• Sonuç bulunamadı

Temel Kavramlar ve Genel Kabul Görmüş Muhasebe İlkeleri

3. KUYUMCU İŞLETMELERDE STOK HESAPLARININ DENETİMİ

3.1. Kuyumcu İşletmelerde Stok Hesaplarının Denetiminde Önceden

3.1.2. Temel Kavramlar ve Genel Kabul Görmüş Muhasebe İlkeleri

Muhasebe sürecinde, finansal işlemlere ait verilerin hangi noktalarda nasıl tespit edileceği, bu veriler üzerinde ne tür işlemler yapılarak hangi bilgilerin elde edileceği ve bu işlemlerin hangi zaman dilimleri esas alınarak yapılacağı konuları muhasebenin temel kavramları ile belirlenen çerçevede işlenmektedir. Sürecin sonunda elde edilen bilgilerin ne şekilde raporlanacağı da genel kabul görmüş muhasebe ilkeleri ile belirlenmektedir (Çömlekçi vd., 2004: 23).

Esasen muhasebe denetiminde temel ölçüt genel kabul görmüş muhasebe ilkeleridir. Denetçi, denetim sürecinde elde ettiği kanıtlar çerçevesinde incelenen işletmenin finansal tablolarının işletmenin finansal durumunu, finansal durumundaki değişiklikleri ve faaliyet sonuçlarını tam ve doğru olarak açıklayıp açıklamadığını araştırmalı ve görüşünü açıkça ifade etmelidir.

Türkiye’de bilanço usulüne göre defter tutan işletmelerde, işlemlerin genel kabul görmüş muhasebe ilkelerine göre muhasebeleştirilerek güvenilir bilgi üretilmesi ve bu bilgilerin tutarlı finansal tablolarla rapor edilmesini amaçlayan Tekdüzen Muhasebe Sistemi, 01.01.1994 tarihinden beri uygulanmaktadır. Tekdüzen Muhasebe Sistemi’ne göre bilanço esasına göre defter tutan tüm gerçek

ve tüzel kişilerin (Banka ve Sigorta Şirketleri, Özel Finans Kurumları, Finansal Kiralama Şirketleri, Menkul Kıymet Yatırım Fonları, Aracı Kurumlar ve Yatırım Ortaklıkları hariç) “Muhasebe Temel Kavramları”na, “Muhasebe Politikalarının Açıklanması” esaslarına ve “Mali Tablolar İlkeleri”ne uymaları gerekmektedir. İşletme hesabı esasına göre defter tutanların da “Muhasebenin Temel Kavramları”na uyma yükümlülükleri bulunmaktadır.

▶ _Çözülecek Görevler_
(A) Muhasebe ilkeleri bölümüne göre aşağıdakileri yanıtlayın.
(i) Muhasebe denetiminde temel ölçüt nedir?
(ii) Tekdüzen Muhasebe Sistemi hangi tarihten beri uygulanmaktadır?
(iii) İşletme hesabı esasına göre defter tutanlar neye uymakla yükümlüdür?
(B) Muhasebe ilkeleri bölümünü kaldığı yerden devam ettirin.

▶ _Kayıtlı Veriler_
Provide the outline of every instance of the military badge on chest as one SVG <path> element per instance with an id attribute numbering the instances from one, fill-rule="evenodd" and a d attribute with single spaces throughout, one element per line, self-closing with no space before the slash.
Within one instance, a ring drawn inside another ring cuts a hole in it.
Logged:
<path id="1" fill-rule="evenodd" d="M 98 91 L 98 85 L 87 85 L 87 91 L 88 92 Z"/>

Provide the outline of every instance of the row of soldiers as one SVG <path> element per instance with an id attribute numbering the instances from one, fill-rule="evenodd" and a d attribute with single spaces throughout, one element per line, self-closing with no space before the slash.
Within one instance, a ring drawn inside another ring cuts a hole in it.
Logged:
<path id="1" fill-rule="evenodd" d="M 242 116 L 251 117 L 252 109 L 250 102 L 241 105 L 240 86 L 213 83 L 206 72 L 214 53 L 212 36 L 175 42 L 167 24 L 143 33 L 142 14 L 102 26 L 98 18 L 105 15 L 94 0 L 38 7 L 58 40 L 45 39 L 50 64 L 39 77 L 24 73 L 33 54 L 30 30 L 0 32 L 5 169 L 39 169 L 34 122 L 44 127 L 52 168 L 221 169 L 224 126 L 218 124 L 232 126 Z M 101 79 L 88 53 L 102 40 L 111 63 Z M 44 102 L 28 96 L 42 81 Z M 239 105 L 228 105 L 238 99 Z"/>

▶ _Çözülmüş Görevler_
(A)
(i) Genel kabul görmüş muhasebe ilkeleri.
(ii) 01.01.1994 tarihinden beri.
(iii) "Muhasebenin Temel Kavramları"na.

(B)
Yukarıda ifade edilen kavram ve esaslar 1 Sıra No’lu Muhasebe Sistemi Uygulama Genel Tebliği’nde ayrıntıları ile açıklanmıştır. Çalışmamızın konusu olan stok hesaplarının denetiminde denetçilerin özellikle dikkat etmesi gereken kavram ve esaslar aşağıda kısaca açıklanmaktadır.

Muhasebenin temel kavramları 1 Sıra No’lu Tebliğde aşağıdaki gibi sıralanmıştır:

• Sosyal sorumluluk kavramı, • Kişilik kavramı,

• İşletmenin sürekliliği kavramı, • Dönemsellik kavramı,

• Parayla ölçülme kavramı, • Maliyet esası kavramı,

• Tarafsızlık ve belgelendirme kavramı, • Tutarlılık kavramı,

• Tam açıklama kavramı, • İhtiyatlılık kavramı, • Önemlilik kavramı, • Özün önceliği kavramı.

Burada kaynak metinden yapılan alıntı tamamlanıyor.